Dataset excerpt:
####

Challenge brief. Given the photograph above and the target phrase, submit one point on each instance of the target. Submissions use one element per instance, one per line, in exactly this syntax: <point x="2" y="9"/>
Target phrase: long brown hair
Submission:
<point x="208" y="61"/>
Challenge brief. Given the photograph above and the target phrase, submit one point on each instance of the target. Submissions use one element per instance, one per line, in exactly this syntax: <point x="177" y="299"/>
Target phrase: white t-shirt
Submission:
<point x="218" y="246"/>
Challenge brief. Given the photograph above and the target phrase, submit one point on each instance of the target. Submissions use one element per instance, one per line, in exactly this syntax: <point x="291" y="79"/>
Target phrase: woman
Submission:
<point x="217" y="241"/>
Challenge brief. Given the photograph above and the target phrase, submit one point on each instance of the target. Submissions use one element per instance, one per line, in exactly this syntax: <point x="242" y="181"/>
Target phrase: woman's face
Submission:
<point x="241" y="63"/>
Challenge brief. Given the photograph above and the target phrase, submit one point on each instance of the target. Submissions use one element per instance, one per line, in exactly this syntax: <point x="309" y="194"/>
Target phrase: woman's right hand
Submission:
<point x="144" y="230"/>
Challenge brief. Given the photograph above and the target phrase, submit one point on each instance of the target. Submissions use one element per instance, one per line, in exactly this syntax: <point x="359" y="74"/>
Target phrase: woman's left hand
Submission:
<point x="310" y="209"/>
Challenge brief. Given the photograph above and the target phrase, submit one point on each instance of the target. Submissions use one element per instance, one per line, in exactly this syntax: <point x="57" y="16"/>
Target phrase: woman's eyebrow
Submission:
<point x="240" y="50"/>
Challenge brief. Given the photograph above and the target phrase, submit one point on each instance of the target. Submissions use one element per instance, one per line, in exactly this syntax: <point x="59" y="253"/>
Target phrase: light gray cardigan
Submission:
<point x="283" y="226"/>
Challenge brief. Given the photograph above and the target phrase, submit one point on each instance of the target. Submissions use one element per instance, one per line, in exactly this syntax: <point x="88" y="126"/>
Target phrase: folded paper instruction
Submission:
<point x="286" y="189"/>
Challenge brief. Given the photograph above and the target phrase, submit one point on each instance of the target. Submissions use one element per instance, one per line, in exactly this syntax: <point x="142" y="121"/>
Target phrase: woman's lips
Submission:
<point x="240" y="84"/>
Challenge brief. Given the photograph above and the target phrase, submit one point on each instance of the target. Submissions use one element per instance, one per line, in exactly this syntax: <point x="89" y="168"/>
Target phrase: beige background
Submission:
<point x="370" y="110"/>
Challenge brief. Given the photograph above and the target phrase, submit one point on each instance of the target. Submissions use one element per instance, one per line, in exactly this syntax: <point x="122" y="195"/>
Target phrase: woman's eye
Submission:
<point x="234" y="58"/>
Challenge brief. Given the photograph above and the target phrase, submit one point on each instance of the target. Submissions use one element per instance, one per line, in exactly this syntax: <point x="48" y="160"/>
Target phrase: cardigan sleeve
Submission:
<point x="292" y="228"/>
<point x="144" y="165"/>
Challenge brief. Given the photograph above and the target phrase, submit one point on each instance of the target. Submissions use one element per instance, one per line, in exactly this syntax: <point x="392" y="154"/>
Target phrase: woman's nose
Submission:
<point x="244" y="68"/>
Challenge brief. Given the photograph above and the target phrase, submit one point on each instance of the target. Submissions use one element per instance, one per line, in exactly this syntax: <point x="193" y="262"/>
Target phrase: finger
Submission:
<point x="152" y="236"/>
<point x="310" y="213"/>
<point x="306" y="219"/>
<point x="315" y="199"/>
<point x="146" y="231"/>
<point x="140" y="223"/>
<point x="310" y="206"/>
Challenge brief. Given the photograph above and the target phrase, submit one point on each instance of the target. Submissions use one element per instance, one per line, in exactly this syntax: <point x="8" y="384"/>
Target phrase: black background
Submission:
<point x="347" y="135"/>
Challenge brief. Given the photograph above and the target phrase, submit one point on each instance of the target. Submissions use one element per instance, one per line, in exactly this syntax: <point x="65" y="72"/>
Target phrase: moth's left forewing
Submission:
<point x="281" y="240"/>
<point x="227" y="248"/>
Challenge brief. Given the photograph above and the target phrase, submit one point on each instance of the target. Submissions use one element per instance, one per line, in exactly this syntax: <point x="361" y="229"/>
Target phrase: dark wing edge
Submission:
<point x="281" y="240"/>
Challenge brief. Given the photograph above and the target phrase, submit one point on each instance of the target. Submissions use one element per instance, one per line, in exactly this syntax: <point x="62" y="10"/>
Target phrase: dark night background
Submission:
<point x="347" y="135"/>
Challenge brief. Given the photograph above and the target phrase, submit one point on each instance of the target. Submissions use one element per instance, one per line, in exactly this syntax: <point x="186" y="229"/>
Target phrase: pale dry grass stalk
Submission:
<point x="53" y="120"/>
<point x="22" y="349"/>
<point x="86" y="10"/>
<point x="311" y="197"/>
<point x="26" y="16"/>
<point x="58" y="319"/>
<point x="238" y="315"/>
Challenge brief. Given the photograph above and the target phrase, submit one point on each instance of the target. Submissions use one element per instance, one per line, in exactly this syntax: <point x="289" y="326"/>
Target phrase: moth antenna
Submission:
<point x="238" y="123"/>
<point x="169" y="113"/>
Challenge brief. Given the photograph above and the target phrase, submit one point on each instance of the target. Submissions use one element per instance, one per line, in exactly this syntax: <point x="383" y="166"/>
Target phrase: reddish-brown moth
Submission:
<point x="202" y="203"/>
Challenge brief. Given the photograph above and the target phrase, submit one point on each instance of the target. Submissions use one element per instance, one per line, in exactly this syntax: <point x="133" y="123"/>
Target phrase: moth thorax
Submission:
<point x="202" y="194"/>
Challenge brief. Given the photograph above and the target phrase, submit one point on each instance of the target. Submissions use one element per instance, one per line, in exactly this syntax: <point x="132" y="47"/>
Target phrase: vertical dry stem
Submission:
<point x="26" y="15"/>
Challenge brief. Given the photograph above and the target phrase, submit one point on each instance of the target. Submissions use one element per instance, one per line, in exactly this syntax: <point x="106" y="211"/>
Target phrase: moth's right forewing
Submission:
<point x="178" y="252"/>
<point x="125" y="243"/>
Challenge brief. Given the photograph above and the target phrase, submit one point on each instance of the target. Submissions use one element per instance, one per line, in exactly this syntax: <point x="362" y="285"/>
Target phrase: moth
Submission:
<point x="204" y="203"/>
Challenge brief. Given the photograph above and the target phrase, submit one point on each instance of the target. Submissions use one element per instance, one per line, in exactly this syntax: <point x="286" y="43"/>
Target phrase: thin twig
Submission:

####

● **The request**
Transcribe the records above exactly as they appear.

● **Result for this exercise**
Challenge brief. Given the photograph above and the target phrase, submit one point on each instance of the target. Submissions use one element per instance, one per line, in exactly this syntax: <point x="2" y="9"/>
Target phrase: long brown hair
Submission:
<point x="208" y="61"/>
Challenge brief. Given the photograph above and the target phrase, submit one point on each instance of the target. Submissions use one element per instance, one per line, in exactly this syntax: <point x="177" y="299"/>
Target phrase: white t-shirt
Submission:
<point x="218" y="246"/>
Challenge brief. Given the photograph above and the target phrase, submit one point on each instance of the target. Submissions use one element per instance, one per line, in exactly this syntax: <point x="291" y="79"/>
Target phrase: woman
Submission:
<point x="217" y="241"/>
Challenge brief. Given the photograph above and the target phrase, submit one point on each instance of the target. Submissions use one element per instance, one per line, in exactly this syntax: <point x="242" y="181"/>
Target phrase: woman's face
Submission:
<point x="241" y="63"/>
Challenge brief. Given the photograph above and the target phrase, submit one point on each instance of the target. Submissions use one element per instance, one per line, in exactly this syntax: <point x="309" y="194"/>
Target phrase: woman's right hand
Submission:
<point x="144" y="230"/>
Challenge brief. Given the photograph above and the target phrase, submit one point on each instance of the target. Submissions use one element per instance, one per line, in exactly this syntax: <point x="359" y="74"/>
Target phrase: woman's left hand
Submission:
<point x="310" y="209"/>
Challenge brief. Given the photograph above and the target phrase, submit one point on each instance of the target. Submissions use one element per instance, one per line, in exactly this syntax: <point x="57" y="16"/>
Target phrase: woman's eyebrow
Submission:
<point x="240" y="50"/>
Challenge brief. Given the photograph above and the target phrase, submit one point on each instance of the target. Submissions use one element per instance, one per line, in exactly this syntax: <point x="59" y="253"/>
Target phrase: light gray cardigan
Submission:
<point x="283" y="226"/>
Challenge brief. Given the photograph above and the target phrase, submit one point on each instance of the target. Submissions use one element per instance, one per line, in exactly this syntax: <point x="88" y="126"/>
Target phrase: folded paper instruction
Submission:
<point x="286" y="189"/>
Challenge brief. Given the photograph above and the target phrase, submit one point on each instance of the target. Submissions use one element per instance, one per line, in exactly this syntax: <point x="142" y="121"/>
Target phrase: woman's lips
Submission:
<point x="240" y="84"/>
Challenge brief. Given the photograph above and the target phrase, submit one point on each instance of the target. Submissions use one element per instance, one per line, in exactly this syntax: <point x="89" y="168"/>
Target phrase: beige background
Submission:
<point x="370" y="110"/>
Challenge brief. Given the photograph above and the target phrase, submit one point on each instance of the target. Submissions use one element per instance, one per line, in exactly this syntax: <point x="122" y="195"/>
Target phrase: woman's eye
Submission:
<point x="234" y="58"/>
Challenge brief. Given the photograph above and the target phrase, submit one point on each instance of the target. Submissions use one element per instance, one per line, in exactly this syntax: <point x="48" y="160"/>
Target phrase: cardigan sleeve
Submission:
<point x="292" y="228"/>
<point x="144" y="165"/>
Challenge brief. Given the photograph above and the target phrase, submit one point on each instance of the target. Submissions use one element per instance, one per line, in exactly this syntax: <point x="392" y="154"/>
Target phrase: woman's nose
Submission:
<point x="244" y="68"/>
Challenge brief. Given the photograph above and the target phrase, submit one point on each instance of the target. Submissions use one element per instance, one per line, in exactly this syntax: <point x="193" y="262"/>
Target phrase: finger
Submission:
<point x="152" y="236"/>
<point x="310" y="213"/>
<point x="306" y="219"/>
<point x="315" y="199"/>
<point x="146" y="231"/>
<point x="140" y="223"/>
<point x="310" y="206"/>
Challenge brief. Given the photograph above and the target phrase, submit one point on each instance of the target. Submissions use one element per instance, one per line, in exactly this syntax: <point x="8" y="384"/>
Target phrase: black background
Submission:
<point x="347" y="135"/>
Challenge brief. Given the photograph above and the target phrase, submit one point on each instance of the target. Submissions use one element per instance, one per line, in exactly this syntax: <point x="65" y="72"/>
Target phrase: moth's left forewing
Submission:
<point x="281" y="240"/>
<point x="227" y="248"/>
Challenge brief. Given the photograph above and the target phrase, submit one point on each instance of the target. Submissions use one element per instance, one per line, in exactly this syntax: <point x="361" y="229"/>
Target phrase: dark wing edge
Submission:
<point x="281" y="240"/>
Challenge brief. Given the photograph above and the target phrase, submit one point on each instance of the target. Submissions use one element per instance, one per line, in exactly this syntax: <point x="62" y="10"/>
Target phrase: dark night background
Submission:
<point x="347" y="135"/>
Challenge brief. Given the photograph above and the target phrase, submit one point on each instance of the target. Submissions use one element per instance, one per line, in exactly this syntax: <point x="186" y="229"/>
Target phrase: pale dry grass stalk
Submission:
<point x="53" y="120"/>
<point x="22" y="349"/>
<point x="86" y="10"/>
<point x="311" y="197"/>
<point x="26" y="16"/>
<point x="58" y="319"/>
<point x="238" y="315"/>
Challenge brief. Given the photograph above and the target phrase, submit one point on each instance of the target. Submissions use one element per instance, one per line, in exactly this syntax: <point x="289" y="326"/>
Target phrase: moth antenna
Submission:
<point x="238" y="123"/>
<point x="169" y="113"/>
Challenge brief. Given the photograph above and the target phrase, submit one point on each instance of the target. Submissions use one element per instance, one per line, in exactly this syntax: <point x="383" y="166"/>
Target phrase: reddish-brown moth
Submission:
<point x="202" y="203"/>
Challenge brief. Given the photograph above and the target phrase, submit one point on each instance of the target. Submissions use one element per instance, one per line, in exactly this syntax: <point x="133" y="123"/>
Target phrase: moth thorax
Submission:
<point x="202" y="194"/>
Challenge brief. Given the photograph above and the target phrase, submit one point on each instance of the target. Submissions use one element per instance, one per line, in exactly this syntax: <point x="132" y="47"/>
Target phrase: vertical dry stem
Submission:
<point x="26" y="15"/>
Challenge brief. Given the photograph above and the target phrase, submit one point on each instance of the target. Submissions use one element per instance, one per line, in exactly this syntax: <point x="106" y="211"/>
Target phrase: moth's right forewing
Submission:
<point x="178" y="252"/>
<point x="125" y="243"/>
Challenge brief. Given the photograph above and the target phrase, submit one point on each instance of the target. Submissions use one element per instance, one per line, in exactly this syntax: <point x="362" y="285"/>
Target phrase: moth
Submission:
<point x="204" y="203"/>
Challenge brief. Given the photograph above and the target phrase, submit one point on each instance of the target. Submissions use one element per instance, one per line, in exactly this syntax: <point x="286" y="43"/>
Target phrase: thin twig
Submission:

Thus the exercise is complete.